Print the data once more, exactly as given. Drop the pictures.

**Referring expression data**
========================

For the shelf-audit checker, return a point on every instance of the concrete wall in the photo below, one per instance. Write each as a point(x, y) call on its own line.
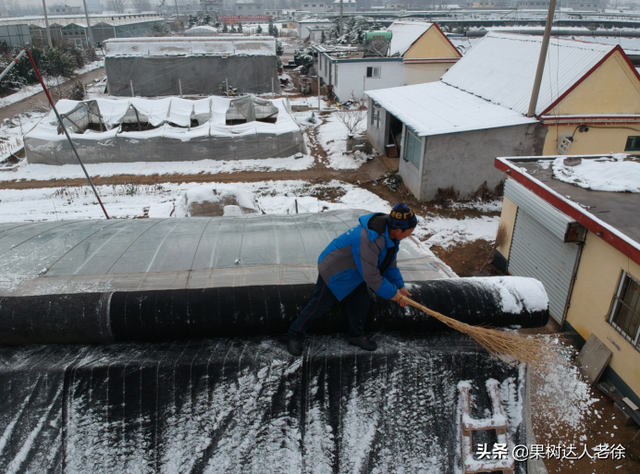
point(203, 75)
point(377, 132)
point(598, 275)
point(464, 161)
point(597, 282)
point(508, 221)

========================

**Output for this task**
For the shelf-audit checker, return a point on every instance of the concrete wall in the photo below, one per instance. Write each as a point(x, y) call on its own line.
point(203, 75)
point(377, 132)
point(598, 275)
point(464, 161)
point(597, 282)
point(508, 221)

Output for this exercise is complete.